*Document segment*.
This diversity brings a proliferation of languages, reflected in NZ’s Christian population. Alongside English speaking churches there are hundreds of congregations operating in other languages. We face the challenge of realizing unity in Christ across barriers of cultural and linguistic difference, with all of its exciting potential for growth in the knowledge of the God, life as the family of God, and partnership in the mission of God.

To participate in this as preachers, we need the skills of preaching with an interpreter, whether to meet the needs of groups within our home churches, to speak to congregations that use different languages, or to participate in ministry overseas through relationships with immigrant groups here. Some reflections on what that involves.

When a sermon is interpreted God is speaking through two people. Translation can’t be exact, it always involves interpretation for different thought forms and another context. Embrace it! The interpreter is a partner in the task of bringing the message from God – tag team preaching!

When you share in such contexts a relationship is being built. The invitation to you to preach almost certainly represents a desire for a deeper relationship, not only with you but with the church or denomination that you are perceived to represent. Grasp the relational opportunity.

The privilege of opening up Scripture with people whose life context is different to your own opens you up to fresh insight. For example, my appreciation of reconciliation in Christ was deepened when I preached to an Auckland congregation of refugees comprising combatants from opposite sides in their civil war.

 Non-verbal communication is hugely important. Even if people cannot understand what you say they can pick up a lot – for good or ill! – from your facial expression, gestures, what you wear, how you hold the Bible, etc. Be intentional about it.

Help the interpreter. Interpreters vary, of course, but the following often help:

  • Provide something in advance: a summary of your message; Bible references; the sermon outline (headings or summary statements); any key phrases; details of illustrations.
  • Talk with the interpreter before the service/occasion. Check that he or she understands you (don’t ask, “Do you understand?” – start talking and gauge the response); check that your key phrases work; explain anything that’s unclear, and adjust if necessary; pray with them.
  • Articulate very clearly. Speak more slowly and pronounce words more deliberately than normal. It feels awkward but it does help! Appreciate that Kiwis can be difficult to understand for people who learned English elsewhere.
  • Use short sentences that contain complete thoughts. Translation is idea-for-idea, not word-for-word, so give the interpreter a complete idea to express in the best form for the receptor language.
  • Avoid irony. It doesn’t translate. Ask yourself, “What would this mean if they took it at face value?” “Yeah, right!” would become, “Yes, that is correct.”
  • Beware of Kiwi colloquialisms such as “interesting” (when you mean “challenging”) or “average” (for “disappointing”).
  • Alliteration won’t translate!
  • Say half as much as usual. A 30 minute sermon = 15 in English and 15 for the interpreter.
  • Back to the tag team – for listeners the sermon flows best when there is no gap between one partner finishing a sentence and the other starting. A fluent interpreter will begin while you’re still sounding the last word or two, and you can do the same.

*Required task A*. Print the records from their first line through the line that contains "pixel 137 357", keeping every line unchanged.
The text and the records have nothing to do with each other.

*Recorded information*.
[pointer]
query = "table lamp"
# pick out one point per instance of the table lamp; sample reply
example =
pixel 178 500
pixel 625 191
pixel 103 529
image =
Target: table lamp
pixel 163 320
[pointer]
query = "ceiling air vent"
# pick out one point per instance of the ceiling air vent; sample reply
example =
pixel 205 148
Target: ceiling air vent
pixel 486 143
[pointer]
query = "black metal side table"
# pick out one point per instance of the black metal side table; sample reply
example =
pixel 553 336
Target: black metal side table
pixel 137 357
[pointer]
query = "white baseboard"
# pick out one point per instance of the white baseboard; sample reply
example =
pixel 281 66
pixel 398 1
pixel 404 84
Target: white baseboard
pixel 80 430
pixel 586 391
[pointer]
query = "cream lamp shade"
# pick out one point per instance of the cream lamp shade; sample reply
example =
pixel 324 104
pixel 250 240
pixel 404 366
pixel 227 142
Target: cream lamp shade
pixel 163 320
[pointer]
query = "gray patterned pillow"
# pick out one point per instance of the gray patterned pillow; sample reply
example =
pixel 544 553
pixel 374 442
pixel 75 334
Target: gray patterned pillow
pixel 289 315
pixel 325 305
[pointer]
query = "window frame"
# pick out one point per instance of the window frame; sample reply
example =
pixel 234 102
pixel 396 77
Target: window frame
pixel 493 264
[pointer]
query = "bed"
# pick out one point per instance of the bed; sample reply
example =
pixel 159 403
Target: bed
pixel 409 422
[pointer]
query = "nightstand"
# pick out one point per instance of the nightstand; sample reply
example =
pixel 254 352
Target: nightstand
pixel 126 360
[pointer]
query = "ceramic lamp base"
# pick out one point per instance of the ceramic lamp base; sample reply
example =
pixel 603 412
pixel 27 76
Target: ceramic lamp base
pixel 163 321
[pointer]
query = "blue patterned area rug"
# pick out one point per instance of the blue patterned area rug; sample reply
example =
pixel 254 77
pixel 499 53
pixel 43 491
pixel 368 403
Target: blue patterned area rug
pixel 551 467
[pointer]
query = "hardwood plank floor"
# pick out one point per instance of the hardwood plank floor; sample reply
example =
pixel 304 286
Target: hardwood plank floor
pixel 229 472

*Required task B*. According to the piece on preaching with an interpreter, why should a preacher use short sentences that contain complete thoughts? Answer in one to three sentences.

*Correct response A*.
[pointer]
query = "table lamp"
# pick out one point per instance of the table lamp; sample reply
example =
pixel 178 500
pixel 625 191
pixel 103 529
image =
Target: table lamp
pixel 163 320
[pointer]
query = "ceiling air vent"
# pick out one point per instance of the ceiling air vent; sample reply
example =
pixel 205 148
Target: ceiling air vent
pixel 486 143
[pointer]
query = "black metal side table"
# pick out one point per instance of the black metal side table; sample reply
example =
pixel 553 336
Target: black metal side table
pixel 137 357

*Correct response B*. Translation works idea-for-idea, not word-for-word. A short sentence with a complete thought gives the interpreter a whole idea to express in the best form for the receptor language.